Skip to content

PdbxReader

Utilities for reading mmCIF for data files and dictionaries.

Source code in mmcif/io/PdbxReader.py
class PdbxReader(object):
    """Utilities for reading mmCIF for data files and dictionaries."""

    def __init__(self, ifh):
        """ifh - input file handle returned by open()"""
        #
        self.__curLineNumber = 0
        self.__ifh = ifh
        self.__stateDict = {"data": "ST_DATA_CONTAINER", "loop": "ST_TABLE", "global": "ST_GLOBAL_CONTAINER", "save": "ST_DEFINITION", "stop": "ST_STOP"}

    def read(self, containerList, selectList=None, excludeFlag=False):
        """
        Appends to input list of definition and data containers.

        return

        """
        sL = selectList if selectList else []
        catSelectD = {k: k for k in sL}
        self.__curLineNumber = 0
        try:
            self.__parser(self.__tokenizer(self.__ifh), containerList, categorySelectionD=catSelectD, excludeFlag=excludeFlag)
        except RuntimeError as e:
            # will be raised at the end of token iterator - not an error -
            logger.debug("Normal termination after reading %d lines with %s", self.__curLineNumber, str(e))
        except StopIteration:
            # will be raised at the end of token iterator - not an error -
            logger.debug("Normal termination after reading %d lines", self.__curLineNumber)
        except PdbxSyntaxError as e:
            logger.debug("Caught syntax exception at %d", self.__curLineNumber)
::::::::::
Instructions for the task: Reproduce the section of the PdbxReader source that begins at the words "Source code in" and stops after "and data containers.".

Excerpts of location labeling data
::::::::::
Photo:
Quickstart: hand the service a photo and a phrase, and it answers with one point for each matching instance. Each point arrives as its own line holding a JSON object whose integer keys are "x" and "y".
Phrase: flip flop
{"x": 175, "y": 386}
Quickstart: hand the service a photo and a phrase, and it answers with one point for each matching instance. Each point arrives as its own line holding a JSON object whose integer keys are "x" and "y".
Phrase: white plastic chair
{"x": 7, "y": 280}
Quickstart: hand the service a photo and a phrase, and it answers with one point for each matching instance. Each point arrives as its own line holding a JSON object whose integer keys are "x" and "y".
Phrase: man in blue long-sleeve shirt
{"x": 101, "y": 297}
::::::::::
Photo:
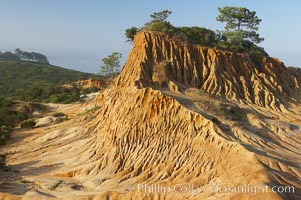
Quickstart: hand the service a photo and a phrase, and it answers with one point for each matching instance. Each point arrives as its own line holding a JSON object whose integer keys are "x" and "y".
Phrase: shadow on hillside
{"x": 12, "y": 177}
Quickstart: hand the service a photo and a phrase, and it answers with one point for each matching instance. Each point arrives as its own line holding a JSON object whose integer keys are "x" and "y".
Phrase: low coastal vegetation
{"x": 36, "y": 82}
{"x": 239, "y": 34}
::::::::::
Final answer:
Source code in mmcif/io/PdbxReader.py
class PdbxReader(object):
    """Utilities for reading mmCIF for data files and dictionaries."""

    def __init__(self, ifh):
        """ifh - input file handle returned by open()"""
        #
        self.__curLineNumber = 0
        self.__ifh = ifh
        self.__stateDict = {"data": "ST_DATA_CONTAINER", "loop": "ST_TABLE", "global": "ST_GLOBAL_CONTAINER", "save": "ST_DEFINITION", "stop": "ST_STOP"}

    def read(self, containerList, selectList=None, excludeFlag=False):
        """
        Appends to input list of definition and data containers.